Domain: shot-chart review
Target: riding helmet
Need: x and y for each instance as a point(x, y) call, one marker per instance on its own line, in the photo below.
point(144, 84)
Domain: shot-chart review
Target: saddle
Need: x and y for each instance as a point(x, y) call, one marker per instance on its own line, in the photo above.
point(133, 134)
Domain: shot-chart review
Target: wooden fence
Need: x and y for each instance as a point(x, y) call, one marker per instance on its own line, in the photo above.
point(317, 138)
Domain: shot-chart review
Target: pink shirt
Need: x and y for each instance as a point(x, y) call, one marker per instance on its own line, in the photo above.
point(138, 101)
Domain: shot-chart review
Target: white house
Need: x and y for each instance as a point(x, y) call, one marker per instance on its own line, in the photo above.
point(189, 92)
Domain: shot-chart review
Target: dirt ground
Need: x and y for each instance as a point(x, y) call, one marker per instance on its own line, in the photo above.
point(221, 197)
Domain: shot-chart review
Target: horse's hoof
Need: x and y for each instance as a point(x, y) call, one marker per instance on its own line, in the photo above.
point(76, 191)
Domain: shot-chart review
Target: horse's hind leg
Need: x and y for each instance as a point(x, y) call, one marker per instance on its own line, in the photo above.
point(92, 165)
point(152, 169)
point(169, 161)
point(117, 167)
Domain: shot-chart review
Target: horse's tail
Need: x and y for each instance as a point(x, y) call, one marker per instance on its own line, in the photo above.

### How to complete this task:
Repeat the data in its entirety, word for word.

### Answer area:
Domain: shot-chart review
Target: riding helmet
Need: x and y for each instance as a point(x, y) call, one marker per instance on its own line, in the photo below.
point(144, 84)
Domain: shot-chart review
Target: saddle
Need: x and y for each instance as a point(x, y) call, one marker per instance on its own line, in the photo above.
point(133, 134)
Domain: shot-chart review
Target: wooden fence
Need: x and y for each instance as a point(x, y) call, one marker per instance on its own line, in the photo above.
point(317, 138)
Domain: shot-chart review
Target: pink shirt
Need: x and y for each instance as a point(x, y) call, one marker per instance on its own line, in the photo above.
point(138, 101)
Domain: shot-chart review
Target: white house
Need: x and y for each instance as a point(x, y) call, one marker per instance on its own line, in the photo above.
point(189, 92)
Domain: shot-chart review
Target: dirt ground
Need: x and y for each instance as a point(x, y) call, one marker per instance on its own line, in the photo above.
point(221, 197)
Domain: shot-chart review
Target: horse's hoof
Need: x and y for each instance as a point(x, y) call, one marker per instance on its own line, in the photo above.
point(76, 191)
Domain: shot-chart review
Target: horse's hind leg
Need: x and y for each instance as a point(x, y) call, one marker per instance on its own line, in the photo above.
point(92, 165)
point(152, 169)
point(169, 161)
point(117, 167)
Domain: shot-chart review
Target: horse's tail
Need: x and y for each instance as a point(x, y) call, one marker per instance on its own line, in the photo above.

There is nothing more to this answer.